◆ Problem set ◆
A - In the qmail discussion below, which qmail component does the recent update say is never memory-limited?
B - From the qmail discussion below, output the passage starting with "So the questions" and going on through "fun about cat-fighting.".

◆ Provided passage ◆
◆ ◆ ◆ ◆

In May 2005, Georgi Guninski claimed that some potential 64-bit portability problems allowed a ``remote exploit in qmail-smtpd.’’ This claim is denied. Nobody gives gigabytes of memory to each qmail-smtpd process, so there is no problem with qmail’s assumption that allocated array lengths fit comfortably into 32 bits.
That’s some fine political weaseling right there, Dr. Bernstein. If your defaults are not limiting that process from the get go and you don’t have an upper limit to prevent that, it’s inherently insecure. Shame on you. If you’re going to have a big ego to make such an audacious “guarantee”, eat the damn crow or rescind that silly ego booster of a “security guarantee”. The latter is free to do and probably will save you more face.
Pretty much no one is monitoring the memory allocations of an smtp process. So it’s absurd to claim this defaults-enabled attack is not practical.
I’ve run qmail at various companies over the years and it’s always been standard advice from DJB to run daemons with resource limits set. He provides daemontools, which contains softlimit, which makes this easy.
Packages made for various OSes/dists include this limiting.
As memory usage is usually limited, errors will occur if these limits are hit - and these will be logged.
I’m happy to be corrected on what I believe are the facts here.
The recent update about this security issue is that it is exploitable in practice because that qmail-smtpd is always memory-limited but qmail-local never is (checked on several distros by Qualys).
I have not posted it because of the cat-fighting, beside I find this a funny extra.
The reason is more the implication “my software hasn’t a bug you just using it wrong”. Especially if you look at his claims about easy APIs. On of the main argument for his Curve25519 was, that you don’t have to check if the point you get is on the curve (I’m haven’t found the talk yet, I’ll post is later as an reply).
So the questions I want to discuss are: Is it OK to say to a bug you can’t trigger it because you should have set up a safety mechanism? Which assumption about the environment can you have? And how do you document these assumptions? Should you fix bugs with can’t be triggered (yet)?
Yes without the explanation it might look only like making fun about cat-fighting.
I upvoted because it expresses a pattern of behaviour that I’ve noticed in djb for well over 20 years now, and have come across myself. Many years ago I noticed a bug in qmail-imapd where it wasn’t implementing a part of the RFC at all, and it was breaking some IMAP clients. djb said that that part of the RFC wasn’t important and refused to implement it, forcing many of our end users to switch their email clients and causing a lot of head-aches. because of that, and a few other interactions, I have never used another piece of software by djb, even though it might be in many ways technically better. It’s just not worth the headaches of having to deal with him
djb is genius-level smart, and find many of his programs have a kind of rare brilliance to them. In an alternative universe where he’s not such a pain to deal with we’d all be running qmail instead of postfix and daemontools instead of systemd.

◆ ◆ ◆ ◆

◆ Material ◆
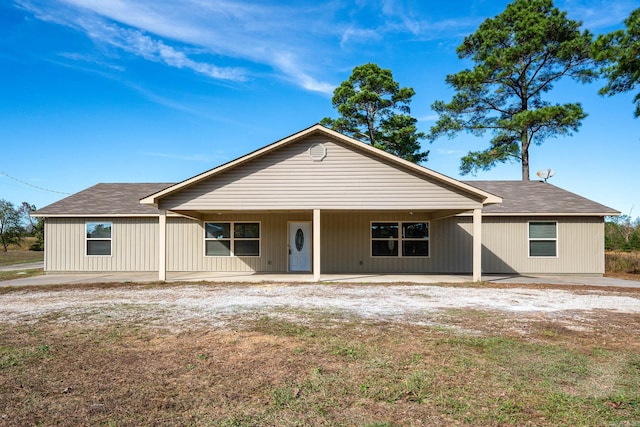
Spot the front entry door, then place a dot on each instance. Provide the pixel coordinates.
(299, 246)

◆ ◆ ◆ ◆

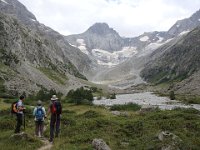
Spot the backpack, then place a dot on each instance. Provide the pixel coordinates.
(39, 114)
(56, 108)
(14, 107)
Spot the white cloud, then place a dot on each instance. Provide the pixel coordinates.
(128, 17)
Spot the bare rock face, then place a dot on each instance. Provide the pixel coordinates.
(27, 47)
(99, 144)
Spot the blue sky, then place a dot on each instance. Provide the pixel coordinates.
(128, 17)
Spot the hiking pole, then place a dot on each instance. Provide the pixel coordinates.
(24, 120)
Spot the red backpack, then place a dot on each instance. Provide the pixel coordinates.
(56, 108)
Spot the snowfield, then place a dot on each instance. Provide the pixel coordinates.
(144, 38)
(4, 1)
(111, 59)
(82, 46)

◆ ◆ ◆ ◆

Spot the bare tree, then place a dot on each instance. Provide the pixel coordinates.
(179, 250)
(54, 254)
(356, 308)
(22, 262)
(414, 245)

◆ ◆ ◆ ◆

◆ Solutions to the exercise ◆
A - qmail-local

B -
So the questions I want to discuss are: Is it OK to say to a bug you can’t trigger it because you should have set up a safety mechanism? Which assumption about the environment can you have? And how do you document these assumptions? Should you fix bugs with can’t be triggered (yet)?
Yes without the explanation it might look only like making fun about cat-fighting.